Records to use>
* * * * * * * * *

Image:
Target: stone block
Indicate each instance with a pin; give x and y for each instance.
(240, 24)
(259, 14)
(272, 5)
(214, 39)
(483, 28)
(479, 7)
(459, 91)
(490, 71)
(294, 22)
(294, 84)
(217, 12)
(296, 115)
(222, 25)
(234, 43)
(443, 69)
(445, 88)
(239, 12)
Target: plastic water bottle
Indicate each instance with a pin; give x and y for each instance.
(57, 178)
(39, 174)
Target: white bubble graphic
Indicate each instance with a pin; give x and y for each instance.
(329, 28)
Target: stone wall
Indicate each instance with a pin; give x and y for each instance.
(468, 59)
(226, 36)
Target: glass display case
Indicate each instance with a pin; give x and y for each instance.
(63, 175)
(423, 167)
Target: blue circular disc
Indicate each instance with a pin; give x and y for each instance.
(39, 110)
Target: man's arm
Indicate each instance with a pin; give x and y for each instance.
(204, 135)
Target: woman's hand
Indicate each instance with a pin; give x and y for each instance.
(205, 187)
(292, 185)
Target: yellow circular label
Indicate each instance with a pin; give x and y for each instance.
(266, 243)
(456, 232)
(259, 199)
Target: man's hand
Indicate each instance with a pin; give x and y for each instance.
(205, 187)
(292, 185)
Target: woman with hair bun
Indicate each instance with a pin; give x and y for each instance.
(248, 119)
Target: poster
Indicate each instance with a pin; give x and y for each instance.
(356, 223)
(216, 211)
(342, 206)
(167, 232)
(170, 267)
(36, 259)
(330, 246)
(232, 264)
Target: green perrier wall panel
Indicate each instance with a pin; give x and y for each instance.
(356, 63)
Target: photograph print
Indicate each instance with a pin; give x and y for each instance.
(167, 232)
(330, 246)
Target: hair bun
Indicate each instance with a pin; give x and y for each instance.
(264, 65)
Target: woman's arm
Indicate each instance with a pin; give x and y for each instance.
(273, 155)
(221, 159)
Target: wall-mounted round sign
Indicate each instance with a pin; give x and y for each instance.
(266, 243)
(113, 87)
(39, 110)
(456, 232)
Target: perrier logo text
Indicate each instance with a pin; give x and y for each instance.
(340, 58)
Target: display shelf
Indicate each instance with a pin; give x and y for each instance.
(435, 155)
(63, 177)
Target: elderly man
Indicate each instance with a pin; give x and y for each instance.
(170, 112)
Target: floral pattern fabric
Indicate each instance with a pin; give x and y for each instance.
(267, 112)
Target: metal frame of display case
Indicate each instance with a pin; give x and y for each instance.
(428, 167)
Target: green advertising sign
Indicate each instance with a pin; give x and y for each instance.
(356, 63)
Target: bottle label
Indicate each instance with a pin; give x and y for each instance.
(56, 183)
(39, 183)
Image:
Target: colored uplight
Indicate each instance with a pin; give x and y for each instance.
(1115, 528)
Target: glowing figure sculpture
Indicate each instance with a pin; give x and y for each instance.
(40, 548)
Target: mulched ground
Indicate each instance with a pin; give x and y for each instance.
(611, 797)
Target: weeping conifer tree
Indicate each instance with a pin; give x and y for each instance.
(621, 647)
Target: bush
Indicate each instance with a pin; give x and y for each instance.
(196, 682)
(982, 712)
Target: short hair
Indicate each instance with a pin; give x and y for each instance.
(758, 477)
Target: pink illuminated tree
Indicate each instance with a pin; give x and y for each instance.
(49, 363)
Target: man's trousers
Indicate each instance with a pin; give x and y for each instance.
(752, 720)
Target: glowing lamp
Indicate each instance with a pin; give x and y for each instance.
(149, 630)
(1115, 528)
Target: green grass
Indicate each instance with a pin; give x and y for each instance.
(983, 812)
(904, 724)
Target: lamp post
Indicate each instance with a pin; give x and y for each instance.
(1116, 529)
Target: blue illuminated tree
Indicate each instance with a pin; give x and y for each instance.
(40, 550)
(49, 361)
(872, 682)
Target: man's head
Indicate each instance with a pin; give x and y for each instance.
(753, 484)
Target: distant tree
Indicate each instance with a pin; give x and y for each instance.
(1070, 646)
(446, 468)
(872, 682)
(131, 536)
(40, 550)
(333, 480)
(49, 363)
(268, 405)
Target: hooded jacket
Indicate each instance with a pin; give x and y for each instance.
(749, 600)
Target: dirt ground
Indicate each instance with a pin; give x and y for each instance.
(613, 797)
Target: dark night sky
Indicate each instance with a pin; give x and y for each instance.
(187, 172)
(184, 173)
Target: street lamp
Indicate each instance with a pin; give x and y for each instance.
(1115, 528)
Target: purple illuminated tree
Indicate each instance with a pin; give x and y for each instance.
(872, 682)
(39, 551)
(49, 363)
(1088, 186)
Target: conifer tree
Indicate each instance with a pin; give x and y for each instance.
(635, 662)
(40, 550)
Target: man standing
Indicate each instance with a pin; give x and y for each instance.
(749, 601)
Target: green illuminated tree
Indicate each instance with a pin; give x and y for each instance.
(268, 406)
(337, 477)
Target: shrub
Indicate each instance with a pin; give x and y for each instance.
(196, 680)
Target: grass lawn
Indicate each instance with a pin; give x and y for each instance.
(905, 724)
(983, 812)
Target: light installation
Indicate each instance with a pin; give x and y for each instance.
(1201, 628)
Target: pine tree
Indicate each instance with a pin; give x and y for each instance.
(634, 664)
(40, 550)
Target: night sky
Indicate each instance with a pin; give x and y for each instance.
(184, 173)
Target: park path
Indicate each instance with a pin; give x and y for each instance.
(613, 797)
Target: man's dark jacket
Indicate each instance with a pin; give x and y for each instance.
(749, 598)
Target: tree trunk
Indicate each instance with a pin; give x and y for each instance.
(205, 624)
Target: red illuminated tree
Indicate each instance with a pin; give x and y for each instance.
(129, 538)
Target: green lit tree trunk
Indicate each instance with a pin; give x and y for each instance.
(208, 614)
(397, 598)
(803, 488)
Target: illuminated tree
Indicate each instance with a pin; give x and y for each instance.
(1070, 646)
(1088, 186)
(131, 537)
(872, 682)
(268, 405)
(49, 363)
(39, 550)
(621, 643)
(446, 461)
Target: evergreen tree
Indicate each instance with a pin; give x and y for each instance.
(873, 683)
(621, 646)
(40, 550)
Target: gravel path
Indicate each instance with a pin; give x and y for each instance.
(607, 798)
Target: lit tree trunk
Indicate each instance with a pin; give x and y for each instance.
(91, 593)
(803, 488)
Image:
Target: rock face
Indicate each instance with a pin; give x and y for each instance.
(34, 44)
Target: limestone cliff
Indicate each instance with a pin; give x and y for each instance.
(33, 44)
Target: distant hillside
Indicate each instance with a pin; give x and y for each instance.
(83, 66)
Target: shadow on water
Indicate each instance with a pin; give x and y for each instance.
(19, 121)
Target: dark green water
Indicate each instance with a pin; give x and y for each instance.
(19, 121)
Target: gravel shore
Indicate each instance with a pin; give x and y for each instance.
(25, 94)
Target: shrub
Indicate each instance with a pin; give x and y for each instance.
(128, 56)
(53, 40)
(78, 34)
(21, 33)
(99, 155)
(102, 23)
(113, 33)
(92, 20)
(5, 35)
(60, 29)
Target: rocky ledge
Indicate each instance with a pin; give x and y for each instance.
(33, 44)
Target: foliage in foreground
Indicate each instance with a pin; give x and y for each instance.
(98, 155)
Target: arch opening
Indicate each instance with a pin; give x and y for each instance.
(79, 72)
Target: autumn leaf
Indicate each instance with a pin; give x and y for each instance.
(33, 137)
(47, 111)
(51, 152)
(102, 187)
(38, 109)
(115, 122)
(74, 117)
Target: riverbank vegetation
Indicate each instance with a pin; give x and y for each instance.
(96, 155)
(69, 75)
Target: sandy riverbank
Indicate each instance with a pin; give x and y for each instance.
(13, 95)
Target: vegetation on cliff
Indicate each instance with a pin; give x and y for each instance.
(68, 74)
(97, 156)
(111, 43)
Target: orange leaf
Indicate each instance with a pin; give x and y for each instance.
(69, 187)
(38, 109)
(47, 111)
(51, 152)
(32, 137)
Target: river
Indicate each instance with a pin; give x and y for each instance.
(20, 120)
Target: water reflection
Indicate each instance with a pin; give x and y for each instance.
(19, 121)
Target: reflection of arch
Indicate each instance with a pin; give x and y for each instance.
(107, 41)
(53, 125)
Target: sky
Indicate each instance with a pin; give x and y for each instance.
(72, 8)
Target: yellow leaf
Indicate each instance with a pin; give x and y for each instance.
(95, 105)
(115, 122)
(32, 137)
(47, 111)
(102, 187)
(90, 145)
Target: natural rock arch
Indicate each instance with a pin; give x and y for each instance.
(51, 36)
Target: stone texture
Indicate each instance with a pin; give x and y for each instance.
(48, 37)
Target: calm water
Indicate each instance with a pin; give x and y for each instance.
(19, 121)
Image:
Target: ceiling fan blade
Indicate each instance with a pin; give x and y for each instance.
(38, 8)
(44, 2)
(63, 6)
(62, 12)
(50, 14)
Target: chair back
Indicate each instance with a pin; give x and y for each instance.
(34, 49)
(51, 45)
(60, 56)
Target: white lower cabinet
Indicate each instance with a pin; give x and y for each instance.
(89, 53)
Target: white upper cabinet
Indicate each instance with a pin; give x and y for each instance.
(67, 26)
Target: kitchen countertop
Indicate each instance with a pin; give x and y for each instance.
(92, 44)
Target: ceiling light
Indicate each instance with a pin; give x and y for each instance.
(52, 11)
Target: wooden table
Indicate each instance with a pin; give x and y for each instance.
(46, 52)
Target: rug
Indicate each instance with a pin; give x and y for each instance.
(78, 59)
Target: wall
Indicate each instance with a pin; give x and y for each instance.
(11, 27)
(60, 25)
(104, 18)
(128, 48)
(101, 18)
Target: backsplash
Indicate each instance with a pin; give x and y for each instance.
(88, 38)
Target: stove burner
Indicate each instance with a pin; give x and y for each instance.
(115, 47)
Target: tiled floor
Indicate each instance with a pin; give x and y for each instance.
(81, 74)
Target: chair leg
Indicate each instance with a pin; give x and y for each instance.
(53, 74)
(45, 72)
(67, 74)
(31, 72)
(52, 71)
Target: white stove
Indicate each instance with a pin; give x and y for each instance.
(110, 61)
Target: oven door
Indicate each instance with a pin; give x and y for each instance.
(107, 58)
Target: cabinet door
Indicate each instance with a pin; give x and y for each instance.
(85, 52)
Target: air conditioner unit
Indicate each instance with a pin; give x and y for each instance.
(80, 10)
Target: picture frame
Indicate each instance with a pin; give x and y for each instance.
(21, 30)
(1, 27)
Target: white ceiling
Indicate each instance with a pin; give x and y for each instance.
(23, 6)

* * * * * * * * *

Brief>
Search the listing above for lines containing "case", and copy them.

Response>
Target: glass display case
Target: metal frame of display case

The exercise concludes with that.